▶ [Study text]:
# # # # # # #

ADVICE: How women can protect their finances during the pandemic

Australia’s gender equality gap is expected to worsen during and following the coronavirus pandemic, leaving women with greater financial risks than their male counterparts. In this interview, Natasha Janssens, who came to Australia as a refugee at 18 years old and now runs Women With Cents, shares what the risks are for women and what they can do today to protect their long-term finances.

  • The pandemic has led some to believe we’re gearing up for a mum-cession. Do you agree with this?

The statistics so far certainly do indicate that women are at greater risk of job loss, in large part due to being over-represented in part-time and casual roles that are at higher risk of being retrenched. Our own surveys in the Women with Cents community do indicate that in two-parent households it is generally the mum who is juggling work and homeschooling responsibilities while in many cases dad carries on work as usual. Not to say that this is men’s fault by any means but it definitely points to systemic and cultural issues that need to be addressed.

  • What are the financial pitfalls women commonly come across that have been further exacerbated by the pandemic?

# # # # # # #

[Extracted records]
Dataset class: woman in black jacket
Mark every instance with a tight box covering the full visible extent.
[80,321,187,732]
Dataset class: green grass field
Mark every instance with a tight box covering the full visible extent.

# # # # # # #

▶ [Tasks and exercises]:
- a) List every fact the interview gives about Natasha Janssens.
- b) Please answer these questions from the interview:
(i) Which country's gender equality gap is expected to worsen during and after the pandemic?
(ii) What term does the interviewer use for the downturn some believe is coming?
(iii) According to the Women with Cents surveys, who is generally juggling work and homeschooling in two-parent households?

▶ [Solved problems]:
- a)
She came to Australia as a refugee.
She was 18 years old when she came to Australia.
She now runs Women With Cents.

- b)
(i) Australia's.
(ii) A "mum-cession."
(iii) The mum.